* _Extrait du document_
· · · · ·
Terrorisme ou maladie mentale
"La différence entre les actes d'un malade mental et ceux d'un terroriste est de savoir dans quelle mesure une personne est consciente de ce qu'elle fait", indique Panteleimon Giannakopoulos.
C'est le travail des experts de déterminer à quel moment une maladie s'est déclarée et quelles sont ses caractéristiques. "Mais toutes les maladies mentales n'affectent pas la capacité de discernement de la même manière, ni à tous les moments de la vie. Des personnes peuvent souffrir d'une maladie au long cours, mais avoir à un moment précis leur capacité de se déterminer", détaille le professeur de psychiatrie.
Le jeune homme mis en cause à Morges, déséquilibré psychiquement, en rupture avec sa famille turco-suisse établie dans l’ouest lausannois, était surveillé activement depuis 2017 comme un individu radicalisé.
Il a été incarcéré en avril 2019 après avoir tenté de mettre le feu à une station d’essence de Prilly (VD). Il a été libéré de prison préventive au mois de juillet de cette année. Mais le filet social et psychologique mis en place par le Ministère public de la Confédération en concertation avec les autorités vaudoises n'a pas suffi.
· · · · ·
* _Énoncé du problème_
Recopiez fidèlement le passage de l'extrait sur le terrorisme et la maladie mentale qui commence par « Terrorisme ou maladie » et se poursuit jusqu'à « professeur de psychiatrie. ».

* _Données fournies_
· · · · ·
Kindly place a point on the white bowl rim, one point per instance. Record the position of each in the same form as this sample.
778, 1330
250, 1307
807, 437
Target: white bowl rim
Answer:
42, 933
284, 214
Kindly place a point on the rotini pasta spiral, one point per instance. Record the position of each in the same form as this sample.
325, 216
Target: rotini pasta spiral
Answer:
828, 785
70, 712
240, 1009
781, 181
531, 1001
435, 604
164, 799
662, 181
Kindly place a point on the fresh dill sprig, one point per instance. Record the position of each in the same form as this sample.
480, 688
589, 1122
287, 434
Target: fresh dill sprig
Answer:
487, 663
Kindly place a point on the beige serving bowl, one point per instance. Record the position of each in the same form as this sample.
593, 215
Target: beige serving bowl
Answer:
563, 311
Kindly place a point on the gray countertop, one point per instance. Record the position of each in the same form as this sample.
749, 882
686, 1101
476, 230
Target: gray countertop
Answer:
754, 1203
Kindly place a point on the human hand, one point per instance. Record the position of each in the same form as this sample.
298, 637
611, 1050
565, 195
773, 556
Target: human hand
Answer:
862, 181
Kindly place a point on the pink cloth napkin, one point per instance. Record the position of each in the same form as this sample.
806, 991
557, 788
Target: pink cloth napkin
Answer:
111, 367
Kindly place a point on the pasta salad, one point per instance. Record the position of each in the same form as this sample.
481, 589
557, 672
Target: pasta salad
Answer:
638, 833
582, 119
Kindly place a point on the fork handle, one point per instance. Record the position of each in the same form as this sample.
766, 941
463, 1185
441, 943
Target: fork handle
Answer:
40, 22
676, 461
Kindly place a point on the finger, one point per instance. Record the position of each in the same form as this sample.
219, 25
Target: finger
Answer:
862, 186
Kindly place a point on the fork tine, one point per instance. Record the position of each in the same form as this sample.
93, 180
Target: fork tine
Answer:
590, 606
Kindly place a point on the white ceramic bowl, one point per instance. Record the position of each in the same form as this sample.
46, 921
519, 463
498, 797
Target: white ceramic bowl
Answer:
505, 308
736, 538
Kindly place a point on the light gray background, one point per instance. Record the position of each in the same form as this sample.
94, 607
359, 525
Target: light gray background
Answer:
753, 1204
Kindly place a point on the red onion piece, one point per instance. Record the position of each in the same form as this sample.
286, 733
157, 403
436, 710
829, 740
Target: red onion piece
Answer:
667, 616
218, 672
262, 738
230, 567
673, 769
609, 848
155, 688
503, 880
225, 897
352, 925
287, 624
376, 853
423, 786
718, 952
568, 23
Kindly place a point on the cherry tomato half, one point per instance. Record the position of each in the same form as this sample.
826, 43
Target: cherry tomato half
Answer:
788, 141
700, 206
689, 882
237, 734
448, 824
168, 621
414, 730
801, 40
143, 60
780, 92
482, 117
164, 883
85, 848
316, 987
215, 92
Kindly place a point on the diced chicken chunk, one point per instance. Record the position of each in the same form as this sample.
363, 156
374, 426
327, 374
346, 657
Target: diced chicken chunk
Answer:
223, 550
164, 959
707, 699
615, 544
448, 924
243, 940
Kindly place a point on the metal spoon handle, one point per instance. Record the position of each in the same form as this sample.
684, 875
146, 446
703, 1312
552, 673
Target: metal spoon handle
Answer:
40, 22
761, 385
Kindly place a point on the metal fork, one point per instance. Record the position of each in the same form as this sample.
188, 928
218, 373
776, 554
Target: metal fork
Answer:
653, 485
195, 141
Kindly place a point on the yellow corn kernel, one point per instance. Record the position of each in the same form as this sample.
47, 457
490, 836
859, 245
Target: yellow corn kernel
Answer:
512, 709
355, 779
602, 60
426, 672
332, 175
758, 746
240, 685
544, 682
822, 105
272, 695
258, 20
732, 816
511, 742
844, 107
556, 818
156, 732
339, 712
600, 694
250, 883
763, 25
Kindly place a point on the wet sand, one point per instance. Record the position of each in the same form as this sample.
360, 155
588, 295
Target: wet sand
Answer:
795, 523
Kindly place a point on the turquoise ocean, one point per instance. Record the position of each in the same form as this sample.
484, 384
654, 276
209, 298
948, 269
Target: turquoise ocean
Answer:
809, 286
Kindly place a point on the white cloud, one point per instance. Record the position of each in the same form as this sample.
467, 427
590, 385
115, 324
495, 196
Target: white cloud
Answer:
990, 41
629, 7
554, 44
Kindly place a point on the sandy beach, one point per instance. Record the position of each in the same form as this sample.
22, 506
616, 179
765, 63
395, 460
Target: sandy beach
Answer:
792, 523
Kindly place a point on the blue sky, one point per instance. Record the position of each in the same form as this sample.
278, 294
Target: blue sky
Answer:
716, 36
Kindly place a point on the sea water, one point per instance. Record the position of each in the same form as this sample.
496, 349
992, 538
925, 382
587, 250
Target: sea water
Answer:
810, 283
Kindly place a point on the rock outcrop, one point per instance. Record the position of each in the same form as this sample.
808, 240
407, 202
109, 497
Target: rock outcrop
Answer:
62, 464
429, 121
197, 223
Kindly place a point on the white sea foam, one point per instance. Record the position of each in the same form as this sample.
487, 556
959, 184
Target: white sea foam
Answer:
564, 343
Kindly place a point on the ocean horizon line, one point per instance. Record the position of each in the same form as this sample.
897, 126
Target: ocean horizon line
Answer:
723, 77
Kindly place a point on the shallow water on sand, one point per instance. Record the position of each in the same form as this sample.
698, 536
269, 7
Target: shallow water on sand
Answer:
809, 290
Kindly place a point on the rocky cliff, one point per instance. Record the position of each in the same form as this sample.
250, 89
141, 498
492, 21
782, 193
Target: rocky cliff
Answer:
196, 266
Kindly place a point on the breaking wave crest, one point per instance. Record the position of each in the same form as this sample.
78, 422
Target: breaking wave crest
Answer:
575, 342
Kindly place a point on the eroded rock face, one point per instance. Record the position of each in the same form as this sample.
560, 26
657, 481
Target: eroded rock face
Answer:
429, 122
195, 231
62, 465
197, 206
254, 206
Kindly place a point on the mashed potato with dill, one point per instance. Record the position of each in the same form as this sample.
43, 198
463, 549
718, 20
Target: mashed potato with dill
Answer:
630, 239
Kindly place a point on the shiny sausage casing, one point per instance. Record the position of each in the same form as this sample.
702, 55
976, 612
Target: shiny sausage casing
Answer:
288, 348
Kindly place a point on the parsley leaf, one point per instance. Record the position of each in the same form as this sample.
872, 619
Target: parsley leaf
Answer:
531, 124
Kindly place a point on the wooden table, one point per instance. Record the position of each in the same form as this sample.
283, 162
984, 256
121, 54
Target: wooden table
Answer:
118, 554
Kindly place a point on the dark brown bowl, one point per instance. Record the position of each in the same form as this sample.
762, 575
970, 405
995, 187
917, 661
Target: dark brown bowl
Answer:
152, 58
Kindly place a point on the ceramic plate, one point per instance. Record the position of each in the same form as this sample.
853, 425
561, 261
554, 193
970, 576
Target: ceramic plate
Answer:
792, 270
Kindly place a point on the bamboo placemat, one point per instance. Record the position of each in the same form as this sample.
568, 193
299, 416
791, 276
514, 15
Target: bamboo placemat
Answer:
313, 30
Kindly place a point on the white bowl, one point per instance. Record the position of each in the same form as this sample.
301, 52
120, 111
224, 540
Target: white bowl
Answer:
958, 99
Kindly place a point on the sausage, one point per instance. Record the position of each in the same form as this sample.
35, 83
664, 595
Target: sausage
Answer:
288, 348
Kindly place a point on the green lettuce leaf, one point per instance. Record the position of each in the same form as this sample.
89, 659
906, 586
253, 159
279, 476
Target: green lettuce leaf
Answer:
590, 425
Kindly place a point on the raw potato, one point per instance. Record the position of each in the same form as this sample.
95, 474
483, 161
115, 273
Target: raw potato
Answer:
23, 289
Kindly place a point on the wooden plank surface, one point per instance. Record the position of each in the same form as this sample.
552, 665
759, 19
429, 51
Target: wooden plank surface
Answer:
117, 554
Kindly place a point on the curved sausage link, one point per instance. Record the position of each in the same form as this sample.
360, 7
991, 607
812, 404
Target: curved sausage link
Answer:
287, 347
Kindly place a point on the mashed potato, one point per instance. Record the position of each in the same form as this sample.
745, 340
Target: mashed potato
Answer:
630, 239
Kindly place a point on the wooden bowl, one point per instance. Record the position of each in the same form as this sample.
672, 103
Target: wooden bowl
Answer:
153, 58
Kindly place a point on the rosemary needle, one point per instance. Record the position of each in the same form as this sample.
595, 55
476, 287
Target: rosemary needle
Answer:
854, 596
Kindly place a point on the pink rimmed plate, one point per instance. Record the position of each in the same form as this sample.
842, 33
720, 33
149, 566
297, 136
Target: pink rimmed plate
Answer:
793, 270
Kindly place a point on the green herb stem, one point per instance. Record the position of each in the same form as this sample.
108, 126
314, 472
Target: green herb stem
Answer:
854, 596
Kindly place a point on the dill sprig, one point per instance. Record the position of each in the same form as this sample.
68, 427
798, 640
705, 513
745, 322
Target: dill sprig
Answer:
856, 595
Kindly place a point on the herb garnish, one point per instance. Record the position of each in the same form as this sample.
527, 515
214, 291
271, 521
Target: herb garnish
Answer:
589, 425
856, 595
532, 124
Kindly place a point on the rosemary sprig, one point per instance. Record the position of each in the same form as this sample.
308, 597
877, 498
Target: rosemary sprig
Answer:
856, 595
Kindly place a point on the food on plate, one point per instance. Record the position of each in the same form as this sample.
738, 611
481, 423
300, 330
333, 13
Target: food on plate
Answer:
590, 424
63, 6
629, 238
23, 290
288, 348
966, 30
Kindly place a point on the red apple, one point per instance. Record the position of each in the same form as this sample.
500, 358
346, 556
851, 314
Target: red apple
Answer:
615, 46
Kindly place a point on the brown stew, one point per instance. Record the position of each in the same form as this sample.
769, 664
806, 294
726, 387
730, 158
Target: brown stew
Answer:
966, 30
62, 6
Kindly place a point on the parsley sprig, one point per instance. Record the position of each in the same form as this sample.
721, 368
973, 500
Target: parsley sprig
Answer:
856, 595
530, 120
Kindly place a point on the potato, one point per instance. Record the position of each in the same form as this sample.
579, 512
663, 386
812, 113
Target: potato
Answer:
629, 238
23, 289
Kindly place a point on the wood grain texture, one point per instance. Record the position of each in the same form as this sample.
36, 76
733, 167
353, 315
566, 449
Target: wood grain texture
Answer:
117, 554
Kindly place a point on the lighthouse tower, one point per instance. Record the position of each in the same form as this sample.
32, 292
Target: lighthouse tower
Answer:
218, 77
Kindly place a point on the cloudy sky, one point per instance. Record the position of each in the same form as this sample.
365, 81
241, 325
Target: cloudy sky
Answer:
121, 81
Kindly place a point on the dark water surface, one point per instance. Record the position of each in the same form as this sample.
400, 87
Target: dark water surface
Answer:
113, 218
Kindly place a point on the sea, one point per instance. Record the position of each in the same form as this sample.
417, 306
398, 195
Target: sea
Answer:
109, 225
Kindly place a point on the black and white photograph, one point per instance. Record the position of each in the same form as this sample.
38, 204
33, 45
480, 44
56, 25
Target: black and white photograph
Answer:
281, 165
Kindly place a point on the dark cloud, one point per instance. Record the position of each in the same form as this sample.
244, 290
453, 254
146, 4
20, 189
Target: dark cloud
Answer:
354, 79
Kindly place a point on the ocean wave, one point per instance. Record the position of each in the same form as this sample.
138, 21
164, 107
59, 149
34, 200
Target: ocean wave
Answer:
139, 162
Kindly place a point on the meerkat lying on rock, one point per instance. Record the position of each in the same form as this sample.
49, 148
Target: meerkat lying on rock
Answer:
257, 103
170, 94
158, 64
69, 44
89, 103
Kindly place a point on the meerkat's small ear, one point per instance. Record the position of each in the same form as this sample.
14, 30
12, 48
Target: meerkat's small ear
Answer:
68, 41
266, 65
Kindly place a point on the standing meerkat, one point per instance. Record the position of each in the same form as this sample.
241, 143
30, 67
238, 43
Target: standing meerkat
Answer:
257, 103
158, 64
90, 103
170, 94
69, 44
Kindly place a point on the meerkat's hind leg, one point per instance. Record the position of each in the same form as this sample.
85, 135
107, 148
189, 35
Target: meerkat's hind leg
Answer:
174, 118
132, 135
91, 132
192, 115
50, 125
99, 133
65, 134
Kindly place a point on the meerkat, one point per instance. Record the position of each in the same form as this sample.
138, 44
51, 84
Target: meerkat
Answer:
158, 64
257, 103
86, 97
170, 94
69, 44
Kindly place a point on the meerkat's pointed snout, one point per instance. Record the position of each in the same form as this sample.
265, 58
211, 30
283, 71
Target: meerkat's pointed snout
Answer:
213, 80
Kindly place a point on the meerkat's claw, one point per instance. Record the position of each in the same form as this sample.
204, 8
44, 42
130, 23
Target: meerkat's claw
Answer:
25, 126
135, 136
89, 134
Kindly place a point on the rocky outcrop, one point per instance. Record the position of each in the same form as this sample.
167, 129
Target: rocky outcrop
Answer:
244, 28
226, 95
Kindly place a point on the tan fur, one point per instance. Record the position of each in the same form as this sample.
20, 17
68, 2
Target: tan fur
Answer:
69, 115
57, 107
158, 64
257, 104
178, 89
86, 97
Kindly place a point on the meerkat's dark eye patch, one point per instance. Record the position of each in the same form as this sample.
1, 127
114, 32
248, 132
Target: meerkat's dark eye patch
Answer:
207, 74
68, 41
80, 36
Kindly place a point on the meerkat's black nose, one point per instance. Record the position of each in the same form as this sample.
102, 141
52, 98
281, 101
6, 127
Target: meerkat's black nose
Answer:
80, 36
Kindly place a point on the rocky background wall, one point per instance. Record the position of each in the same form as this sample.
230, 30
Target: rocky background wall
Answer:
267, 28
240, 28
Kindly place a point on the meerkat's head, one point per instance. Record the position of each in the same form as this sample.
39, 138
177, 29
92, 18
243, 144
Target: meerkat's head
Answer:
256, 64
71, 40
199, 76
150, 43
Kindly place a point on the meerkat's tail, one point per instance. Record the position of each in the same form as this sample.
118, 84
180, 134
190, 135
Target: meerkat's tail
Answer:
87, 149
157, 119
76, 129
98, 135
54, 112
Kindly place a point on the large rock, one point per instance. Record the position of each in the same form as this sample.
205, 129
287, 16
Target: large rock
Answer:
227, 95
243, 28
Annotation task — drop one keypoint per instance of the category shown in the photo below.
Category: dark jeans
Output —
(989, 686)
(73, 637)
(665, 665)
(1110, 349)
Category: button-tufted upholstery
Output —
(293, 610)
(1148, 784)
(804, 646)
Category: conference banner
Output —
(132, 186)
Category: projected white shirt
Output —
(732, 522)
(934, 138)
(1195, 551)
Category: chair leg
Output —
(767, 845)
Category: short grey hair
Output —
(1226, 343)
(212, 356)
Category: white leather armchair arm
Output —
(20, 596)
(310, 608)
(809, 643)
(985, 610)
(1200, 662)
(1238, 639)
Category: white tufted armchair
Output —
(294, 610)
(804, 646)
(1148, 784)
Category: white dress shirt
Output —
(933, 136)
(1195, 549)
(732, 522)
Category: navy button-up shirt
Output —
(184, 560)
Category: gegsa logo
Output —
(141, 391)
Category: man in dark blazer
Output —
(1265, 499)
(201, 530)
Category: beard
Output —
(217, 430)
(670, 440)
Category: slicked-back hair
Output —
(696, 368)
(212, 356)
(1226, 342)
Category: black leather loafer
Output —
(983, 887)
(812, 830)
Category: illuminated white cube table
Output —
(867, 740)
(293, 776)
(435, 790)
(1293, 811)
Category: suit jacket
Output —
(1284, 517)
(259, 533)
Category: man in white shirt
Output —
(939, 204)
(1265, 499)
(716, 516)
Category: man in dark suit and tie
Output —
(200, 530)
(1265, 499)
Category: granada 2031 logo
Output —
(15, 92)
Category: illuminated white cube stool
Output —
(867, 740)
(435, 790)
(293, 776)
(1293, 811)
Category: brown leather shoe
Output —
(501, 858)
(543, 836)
· · · · ·
* _Réponse attendue_
Terrorisme ou maladie mentale
"La différence entre les actes d'un malade mental et ceux d'un terroriste est de savoir dans quelle mesure une personne est consciente de ce qu'elle fait", indique Panteleimon Giannakopoulos.
C'est le travail des experts de déterminer à quel moment une maladie s'est déclarée et quelles sont ses caractéristiques. "Mais toutes les maladies mentales n'affectent pas la capacité de discernement de la même manière, ni à tous les moments de la vie. Des personnes peuvent souffrir d'une maladie au long cours, mais avoir à un moment précis leur capacité de se déterminer", détaille le professeur de psychiatrie.